__Seitenauszug__
■ ■ ■

Mit Köderfisch habe ich da schon richtig gute Fänge gehabt. Mein bester Tag waren drei Hechte und 8 Barsche.


----------



## 4Life (4. Juli 2012)

*AW: HILFE !! Craneweier (kerkrade)*

@ carste

an dem See wo du auf Hecht angelst (meine den see auf deinem profilbild)........ist es keine große kunst 3 hechte an einem tag zu fangen. 

wann gehst du das nächste mal? dann quatsche ich dich mal an.


----------



## carste (6. Juli 2012)

*AW: HILFE !! Craneweier (kerkrade)*

Mit den Hechten, dass war schon auf den den Craneweier bezogen. An dem See aufm Bild habe ich auch schon elf an einem tag gehabt. Das Foto ist auch schon gute 6 bis 7 Jahre alt.
Aber der ist so gut wie platt gefischt wurden.
Schade drum.
Weiß noch nicht genau wann ich das nächste mal unten bin, aber wohne ja nur 10 min von. Also anquatschen kannste so oder so mal machen. 
Am Sonntag geht es erstmal zur Maas.


----------



## 4Life (6. Juli 2012)

*AW: HILFE !! Craneweier (kerkrade)*

dann sollten sich einige leute mal die frage stellen warum der see platt ist. 

1. null pflege
2. null kontrollen
3. angler die den müll liegen lassen
4. seerosen soweit man sieht
5. schonzeiten werden nicht beachtet

dieser see hat so ein riesen potential und es ist eine schande das dieses nicht genutzt wird


----------



## Holger54 (6. Juli 2012)

*AW: HILFE !! Craneweier (kerkrade)*

Also Christian Sonntag morgen 04300  du kümmerst dich um die Räuber und ich widme mich mal den Karpfen Gruß Holger


----------



## CKBW (6. Juli 2012)

*AW: HILFE !! Craneweier (kerkrade)*

Auf jeden Holger, ist sonst noch einer von euch da?


----------



## Holger54 (6. Juli 2012)

*AW: HILFE !! Craneweier (kerkrade)*

Ich werds trotzdem mal mit Boilis versuchen von Frucht bis muss und Blut hab ich alles im Gepäck.. Mal sehen vlt lässt sich ja einer überlisten


----------



## carste (7. Juli 2012)

*AW: HILFE !! Craneweier (kerkrade)*

Traurig aber wahr :r


----------



## CKBW (7. Juli 2012)

■ ■ ■

__Aufgabe 1__
Welche Gründe nennt 4Life im Seitenauszug dafür, dass der See „platt“ ist? Antworte in ein bis drei Sätzen.

__Datensatzauszüge__
■ ■ ■

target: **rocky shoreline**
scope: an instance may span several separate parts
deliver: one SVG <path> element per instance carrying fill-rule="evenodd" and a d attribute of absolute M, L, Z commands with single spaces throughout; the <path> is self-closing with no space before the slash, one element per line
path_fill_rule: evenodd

■ ■ ■

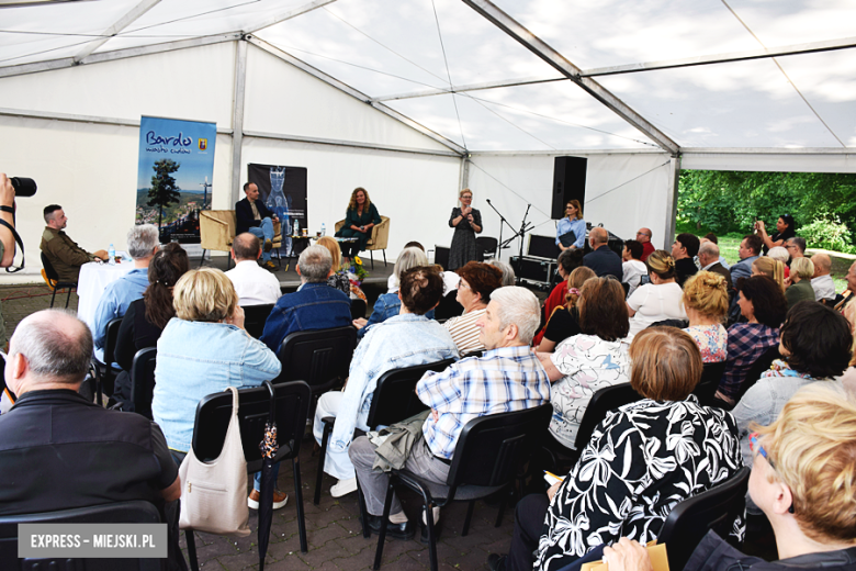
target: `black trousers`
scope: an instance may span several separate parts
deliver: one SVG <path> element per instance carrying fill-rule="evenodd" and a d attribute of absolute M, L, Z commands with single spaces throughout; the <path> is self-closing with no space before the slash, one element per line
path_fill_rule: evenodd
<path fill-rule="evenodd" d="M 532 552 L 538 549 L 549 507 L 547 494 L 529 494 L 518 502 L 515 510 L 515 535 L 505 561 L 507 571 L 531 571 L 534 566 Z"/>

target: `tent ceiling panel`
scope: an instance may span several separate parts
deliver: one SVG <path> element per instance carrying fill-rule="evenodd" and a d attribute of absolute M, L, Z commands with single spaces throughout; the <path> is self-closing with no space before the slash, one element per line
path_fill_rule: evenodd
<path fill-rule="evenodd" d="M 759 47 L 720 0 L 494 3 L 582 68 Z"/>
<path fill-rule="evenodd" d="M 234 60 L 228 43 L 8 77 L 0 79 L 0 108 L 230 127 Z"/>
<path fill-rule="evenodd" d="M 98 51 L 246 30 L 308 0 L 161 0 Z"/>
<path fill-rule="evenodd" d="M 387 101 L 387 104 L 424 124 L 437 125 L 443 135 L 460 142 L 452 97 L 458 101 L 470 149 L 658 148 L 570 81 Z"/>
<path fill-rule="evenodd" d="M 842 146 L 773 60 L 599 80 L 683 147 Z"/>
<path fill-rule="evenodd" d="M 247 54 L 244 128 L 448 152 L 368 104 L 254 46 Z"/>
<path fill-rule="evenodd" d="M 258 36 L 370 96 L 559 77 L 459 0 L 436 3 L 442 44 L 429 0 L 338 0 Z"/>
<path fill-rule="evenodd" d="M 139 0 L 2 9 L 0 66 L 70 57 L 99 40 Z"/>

■ ■ ■

__Aufgabe 2__
Suche aus den Einträgen jede Zeile heraus, in der die Zeichenfolge „target“ vorkommt, und gib diese Zeilen unverändert wieder.

__Erwartete Ausgabe 1__
4Life nennt fünf Gründe: Der See wird überhaupt nicht gepflegt, und es gibt keinerlei Kontrollen. Außerdem lassen Angler ihren Müll liegen, Seerosen bedecken den See, so weit man sieht, und die Schonzeiten werden nicht beachtet.

__Erwartete Ausgabe 2__
target: **rocky shoreline**
target: `black trousers`
target: `tent ceiling panel`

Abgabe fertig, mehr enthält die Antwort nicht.